* **WHAT THE TASK REQUIRES**
Can you copy out, word for word and with nothing else, the lines of the entries below, from the line holding "Can you detect every brown flower" through the line holding "xmin=107 ymin=164 xmax=128 ymax=196", both included?
** START OF INFORMATION GIVEN **
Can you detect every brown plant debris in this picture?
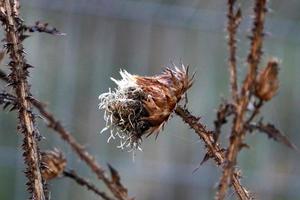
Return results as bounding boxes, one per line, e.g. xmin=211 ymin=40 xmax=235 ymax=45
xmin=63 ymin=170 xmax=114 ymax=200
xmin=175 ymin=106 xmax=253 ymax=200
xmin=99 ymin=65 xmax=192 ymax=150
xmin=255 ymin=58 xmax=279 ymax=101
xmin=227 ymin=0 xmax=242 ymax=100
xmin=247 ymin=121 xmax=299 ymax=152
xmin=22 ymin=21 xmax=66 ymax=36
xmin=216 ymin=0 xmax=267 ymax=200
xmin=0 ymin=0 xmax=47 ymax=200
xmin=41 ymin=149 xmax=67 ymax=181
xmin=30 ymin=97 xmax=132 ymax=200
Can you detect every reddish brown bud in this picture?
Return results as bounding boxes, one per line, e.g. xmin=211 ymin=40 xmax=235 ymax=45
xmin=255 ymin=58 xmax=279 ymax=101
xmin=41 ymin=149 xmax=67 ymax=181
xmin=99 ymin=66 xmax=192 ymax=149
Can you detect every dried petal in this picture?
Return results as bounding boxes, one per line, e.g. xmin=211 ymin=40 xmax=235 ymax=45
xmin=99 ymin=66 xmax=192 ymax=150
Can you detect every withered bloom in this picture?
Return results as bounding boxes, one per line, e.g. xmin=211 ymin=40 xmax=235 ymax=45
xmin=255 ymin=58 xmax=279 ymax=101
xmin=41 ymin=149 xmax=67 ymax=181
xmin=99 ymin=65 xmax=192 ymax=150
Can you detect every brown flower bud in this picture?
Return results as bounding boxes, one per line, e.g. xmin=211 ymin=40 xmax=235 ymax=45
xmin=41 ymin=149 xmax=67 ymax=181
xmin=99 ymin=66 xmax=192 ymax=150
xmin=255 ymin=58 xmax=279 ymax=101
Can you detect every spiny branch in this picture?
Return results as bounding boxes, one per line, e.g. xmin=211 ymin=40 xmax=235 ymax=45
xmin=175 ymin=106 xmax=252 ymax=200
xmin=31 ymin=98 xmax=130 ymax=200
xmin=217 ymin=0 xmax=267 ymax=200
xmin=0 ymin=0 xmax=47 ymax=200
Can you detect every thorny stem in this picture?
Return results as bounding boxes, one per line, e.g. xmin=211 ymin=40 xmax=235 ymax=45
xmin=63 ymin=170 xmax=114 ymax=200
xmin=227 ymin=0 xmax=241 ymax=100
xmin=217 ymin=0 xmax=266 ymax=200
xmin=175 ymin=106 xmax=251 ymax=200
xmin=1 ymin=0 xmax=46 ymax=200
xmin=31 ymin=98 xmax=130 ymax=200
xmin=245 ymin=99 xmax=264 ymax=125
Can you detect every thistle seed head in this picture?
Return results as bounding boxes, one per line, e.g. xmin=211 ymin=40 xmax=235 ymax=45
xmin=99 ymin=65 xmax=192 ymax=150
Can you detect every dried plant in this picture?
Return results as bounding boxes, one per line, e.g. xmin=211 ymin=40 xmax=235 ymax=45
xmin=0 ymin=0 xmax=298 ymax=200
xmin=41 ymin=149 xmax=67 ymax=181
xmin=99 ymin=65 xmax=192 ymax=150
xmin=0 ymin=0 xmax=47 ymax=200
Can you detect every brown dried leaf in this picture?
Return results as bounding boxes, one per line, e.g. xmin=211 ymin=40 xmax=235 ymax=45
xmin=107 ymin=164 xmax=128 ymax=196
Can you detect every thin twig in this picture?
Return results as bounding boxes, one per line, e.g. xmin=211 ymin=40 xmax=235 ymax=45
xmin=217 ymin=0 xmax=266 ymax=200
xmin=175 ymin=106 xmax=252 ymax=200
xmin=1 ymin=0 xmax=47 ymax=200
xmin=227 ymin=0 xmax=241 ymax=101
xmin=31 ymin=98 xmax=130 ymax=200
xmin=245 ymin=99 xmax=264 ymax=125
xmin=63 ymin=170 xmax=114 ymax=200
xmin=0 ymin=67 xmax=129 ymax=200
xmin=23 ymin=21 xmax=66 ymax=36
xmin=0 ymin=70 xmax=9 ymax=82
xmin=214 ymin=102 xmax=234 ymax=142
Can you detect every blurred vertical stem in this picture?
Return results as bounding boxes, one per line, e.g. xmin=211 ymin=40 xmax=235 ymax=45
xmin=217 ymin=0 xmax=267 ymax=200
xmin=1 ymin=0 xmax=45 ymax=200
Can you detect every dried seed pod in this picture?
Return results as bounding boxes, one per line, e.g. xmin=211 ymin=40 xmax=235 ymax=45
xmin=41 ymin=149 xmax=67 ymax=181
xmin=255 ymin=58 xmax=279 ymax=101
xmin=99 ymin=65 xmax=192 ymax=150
** END OF INFORMATION GIVEN **
* **RESPONSE**
Can you detect every brown flower bud in this picture?
Return results as bounding boxes, one per line, e.g. xmin=211 ymin=40 xmax=235 ymax=45
xmin=41 ymin=149 xmax=67 ymax=181
xmin=99 ymin=66 xmax=192 ymax=150
xmin=255 ymin=58 xmax=279 ymax=101
Can you detect every spiny branch in this picture?
Return results as bounding boxes, one per line, e.g. xmin=211 ymin=40 xmax=235 ymax=45
xmin=175 ymin=106 xmax=252 ymax=200
xmin=31 ymin=98 xmax=130 ymax=200
xmin=217 ymin=0 xmax=267 ymax=200
xmin=0 ymin=0 xmax=47 ymax=200
Can you detect every thorny stem in this picture?
Return results as bounding boxes, one per line, e.g. xmin=211 ymin=40 xmax=235 ymax=45
xmin=63 ymin=170 xmax=114 ymax=200
xmin=227 ymin=0 xmax=241 ymax=100
xmin=217 ymin=0 xmax=266 ymax=200
xmin=175 ymin=106 xmax=251 ymax=200
xmin=1 ymin=0 xmax=46 ymax=200
xmin=31 ymin=98 xmax=130 ymax=200
xmin=245 ymin=99 xmax=264 ymax=125
Can you detect every thistle seed head in this picture?
Return results as bounding boxes, one per line, e.g. xmin=211 ymin=40 xmax=235 ymax=45
xmin=99 ymin=65 xmax=192 ymax=150
Can you detect every dried plant in this picture?
Return results as bounding boxes, one per line, e.g. xmin=211 ymin=40 xmax=235 ymax=45
xmin=0 ymin=0 xmax=298 ymax=200
xmin=41 ymin=149 xmax=67 ymax=181
xmin=99 ymin=65 xmax=192 ymax=150
xmin=0 ymin=0 xmax=47 ymax=200
Can you detect every brown dried leaf in this picture?
Return results as bounding boxes, one per line, e.g. xmin=211 ymin=40 xmax=235 ymax=45
xmin=107 ymin=164 xmax=128 ymax=196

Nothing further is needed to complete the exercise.